= OBJECTIVES =
A) Set down the part of the Ray Siemens contact page below exactly, everything from "- Digital Humanities" down to "University-College in Nanaimo.".
B) In the Ray Siemens contact page below, what reason is given for the family's move to Nanaimo? Answer in one to three sentences.

= DOCUMENT SEGMENT =
^^^^
Please visit my current homepage, at
http://web.uvic.ca/~siemens/
Ray Siemens
- Fall 2003:
- Centre for Computing in the Humanities, King's College, University of London, Strand, London. WC2R 2LS. United Kingdom.
- Tel: +44 (0)20 7848 2684 Fax: +44 (0)20 7848 2980
- Spring 2004:
- Department of English, Malaspina University-College, Nanaimo, BC, Canada. V9R 5S5.
- Office: 335 / 120. Phone: (250) 753-3245, x2046. Fax: (250) 740-6459.
- Summer 2004:
- Canada Research Chair in Humanities Computing
- Department of English, University of Victoria, PO Box 3070 STN CSC, Victoria, BC, Canada. V8W 3W1.
- Digital Humanities / Humanities Computing Summer Institute
- E-mail: siemensr@mala.bc.ca; siemens@uvic.ca
- Homepage: http://web.uvic.ca/~siemens/
Greetings from beautiful Nanaimo, on Canada's Vancouver Island! After graduating from the U of British Columbia (1997), taking up a Killam Postdoctoral Fellowship in English Literature at the U of Alberta (1997-9), and spending time at Oxford (fall 1998) and the U of British Columbia (1999) as a visiting postdoctoral fellow, my family and I have relocated so that I might teach at Malaspina University-College in Nanaimo.
^^^^
= SUPPLIED INFORMATION =
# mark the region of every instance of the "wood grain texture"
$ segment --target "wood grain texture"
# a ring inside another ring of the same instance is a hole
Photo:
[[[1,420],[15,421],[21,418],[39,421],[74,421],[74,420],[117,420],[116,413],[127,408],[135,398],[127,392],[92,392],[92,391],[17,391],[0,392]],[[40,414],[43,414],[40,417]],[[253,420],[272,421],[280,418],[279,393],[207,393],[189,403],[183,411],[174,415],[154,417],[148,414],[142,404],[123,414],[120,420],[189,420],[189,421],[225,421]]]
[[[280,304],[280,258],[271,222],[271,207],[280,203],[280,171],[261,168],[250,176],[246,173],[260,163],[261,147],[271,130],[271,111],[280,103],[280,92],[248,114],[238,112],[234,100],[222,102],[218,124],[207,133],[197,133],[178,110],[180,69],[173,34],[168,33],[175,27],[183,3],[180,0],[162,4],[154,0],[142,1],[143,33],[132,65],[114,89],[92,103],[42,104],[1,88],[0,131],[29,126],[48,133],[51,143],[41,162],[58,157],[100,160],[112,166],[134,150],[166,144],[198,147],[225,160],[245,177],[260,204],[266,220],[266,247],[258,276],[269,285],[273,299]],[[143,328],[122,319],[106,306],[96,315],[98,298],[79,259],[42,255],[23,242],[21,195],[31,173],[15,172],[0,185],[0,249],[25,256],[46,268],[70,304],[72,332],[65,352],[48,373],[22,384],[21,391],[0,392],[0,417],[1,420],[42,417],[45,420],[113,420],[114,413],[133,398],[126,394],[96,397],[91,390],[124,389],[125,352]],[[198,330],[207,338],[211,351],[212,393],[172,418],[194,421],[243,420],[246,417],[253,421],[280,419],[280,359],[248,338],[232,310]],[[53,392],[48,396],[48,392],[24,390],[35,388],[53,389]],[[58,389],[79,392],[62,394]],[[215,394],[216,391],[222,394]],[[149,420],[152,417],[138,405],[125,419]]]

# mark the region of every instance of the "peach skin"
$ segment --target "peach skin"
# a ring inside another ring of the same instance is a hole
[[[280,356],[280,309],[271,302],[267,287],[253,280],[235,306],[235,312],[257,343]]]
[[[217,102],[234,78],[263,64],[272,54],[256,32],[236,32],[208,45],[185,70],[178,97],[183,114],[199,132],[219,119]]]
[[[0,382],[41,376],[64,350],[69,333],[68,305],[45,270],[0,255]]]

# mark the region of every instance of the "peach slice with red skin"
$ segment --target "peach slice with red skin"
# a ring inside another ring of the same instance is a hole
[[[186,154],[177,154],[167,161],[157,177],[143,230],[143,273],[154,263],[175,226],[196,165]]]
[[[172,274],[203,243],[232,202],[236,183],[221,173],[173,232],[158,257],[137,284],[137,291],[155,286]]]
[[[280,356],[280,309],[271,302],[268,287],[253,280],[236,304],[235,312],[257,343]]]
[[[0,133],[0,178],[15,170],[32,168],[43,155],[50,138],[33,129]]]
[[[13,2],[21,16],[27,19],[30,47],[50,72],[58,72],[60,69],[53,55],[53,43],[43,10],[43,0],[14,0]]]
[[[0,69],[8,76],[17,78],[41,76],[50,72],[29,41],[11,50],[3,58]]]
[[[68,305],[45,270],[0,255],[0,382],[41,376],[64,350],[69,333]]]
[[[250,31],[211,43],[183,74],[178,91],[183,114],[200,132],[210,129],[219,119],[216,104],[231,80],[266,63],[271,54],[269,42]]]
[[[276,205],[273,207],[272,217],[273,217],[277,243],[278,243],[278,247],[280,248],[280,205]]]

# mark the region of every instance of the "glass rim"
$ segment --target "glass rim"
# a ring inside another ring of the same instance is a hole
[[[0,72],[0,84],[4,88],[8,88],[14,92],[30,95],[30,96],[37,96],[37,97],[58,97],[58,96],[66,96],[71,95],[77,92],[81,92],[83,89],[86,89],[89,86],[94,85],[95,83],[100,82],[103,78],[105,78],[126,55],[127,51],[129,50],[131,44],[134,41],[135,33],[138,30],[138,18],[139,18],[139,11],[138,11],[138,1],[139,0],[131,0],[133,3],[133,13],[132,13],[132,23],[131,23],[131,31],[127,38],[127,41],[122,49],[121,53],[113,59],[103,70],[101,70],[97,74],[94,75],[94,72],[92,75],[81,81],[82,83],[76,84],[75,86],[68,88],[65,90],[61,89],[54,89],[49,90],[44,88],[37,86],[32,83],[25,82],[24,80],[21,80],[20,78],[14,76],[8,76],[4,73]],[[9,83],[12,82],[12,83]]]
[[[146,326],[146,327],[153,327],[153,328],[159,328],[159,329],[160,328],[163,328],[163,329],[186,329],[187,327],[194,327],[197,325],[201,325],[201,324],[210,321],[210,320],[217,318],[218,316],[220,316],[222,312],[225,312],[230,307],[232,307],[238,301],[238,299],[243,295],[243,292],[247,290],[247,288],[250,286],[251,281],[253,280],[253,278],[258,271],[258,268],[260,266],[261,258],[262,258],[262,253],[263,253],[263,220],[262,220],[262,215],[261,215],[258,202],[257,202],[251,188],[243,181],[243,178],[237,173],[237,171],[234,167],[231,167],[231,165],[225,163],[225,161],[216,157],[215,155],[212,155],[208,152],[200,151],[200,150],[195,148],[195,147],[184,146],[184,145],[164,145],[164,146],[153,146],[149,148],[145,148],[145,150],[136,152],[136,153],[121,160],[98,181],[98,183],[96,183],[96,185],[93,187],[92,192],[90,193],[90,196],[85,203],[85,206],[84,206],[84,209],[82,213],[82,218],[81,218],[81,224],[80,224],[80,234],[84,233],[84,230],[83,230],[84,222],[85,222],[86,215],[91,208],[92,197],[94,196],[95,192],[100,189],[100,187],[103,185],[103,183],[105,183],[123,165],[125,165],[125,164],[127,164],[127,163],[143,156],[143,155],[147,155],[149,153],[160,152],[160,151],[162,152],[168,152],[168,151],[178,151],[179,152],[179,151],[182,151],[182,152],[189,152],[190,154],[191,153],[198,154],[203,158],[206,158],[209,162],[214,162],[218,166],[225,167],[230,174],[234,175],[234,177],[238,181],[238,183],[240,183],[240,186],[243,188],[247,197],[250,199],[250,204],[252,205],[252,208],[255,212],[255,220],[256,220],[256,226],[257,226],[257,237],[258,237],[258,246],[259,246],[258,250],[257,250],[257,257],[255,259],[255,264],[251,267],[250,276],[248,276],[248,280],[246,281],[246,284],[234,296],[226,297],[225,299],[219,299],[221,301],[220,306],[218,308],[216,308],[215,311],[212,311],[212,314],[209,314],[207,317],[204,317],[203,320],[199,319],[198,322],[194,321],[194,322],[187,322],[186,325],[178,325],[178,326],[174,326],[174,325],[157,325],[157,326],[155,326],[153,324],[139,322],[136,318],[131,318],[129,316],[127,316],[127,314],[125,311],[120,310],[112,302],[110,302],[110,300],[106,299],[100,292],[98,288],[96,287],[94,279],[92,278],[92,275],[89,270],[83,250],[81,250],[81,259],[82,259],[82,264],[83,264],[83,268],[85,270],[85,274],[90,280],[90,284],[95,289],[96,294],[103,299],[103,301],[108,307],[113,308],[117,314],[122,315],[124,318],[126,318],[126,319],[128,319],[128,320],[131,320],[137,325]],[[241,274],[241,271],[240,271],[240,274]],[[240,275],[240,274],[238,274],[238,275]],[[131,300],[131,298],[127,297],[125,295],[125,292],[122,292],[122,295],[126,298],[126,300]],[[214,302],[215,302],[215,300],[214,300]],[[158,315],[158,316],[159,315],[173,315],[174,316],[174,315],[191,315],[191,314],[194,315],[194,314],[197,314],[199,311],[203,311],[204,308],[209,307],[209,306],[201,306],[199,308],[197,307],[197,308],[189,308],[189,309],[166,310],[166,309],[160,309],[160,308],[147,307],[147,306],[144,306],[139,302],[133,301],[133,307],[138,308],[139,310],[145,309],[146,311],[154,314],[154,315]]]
^^^^
= OUTPUTS IN ORDER =
A)
- Digital Humanities / Humanities Computing Summer Institute
- E-mail: siemensr@mala.bc.ca; siemens@uvic.ca
- Homepage: http://web.uvic.ca/~siemens/
Greetings from beautiful Nanaimo, on Canada's Vancouver Island! After graduating from the U of British Columbia (1997), taking up a Killam Postdoctoral Fellowship in English Literature at the U of Alberta (1997-9), and spending time at Oxford (fall 1998) and the U of British Columbia (1999) as a visiting postdoctoral fellow, my family and I have relocated so that I might teach at Malaspina University-College in Nanaimo.

B) The family moved so that the writer might teach at Malaspina University-College in Nanaimo.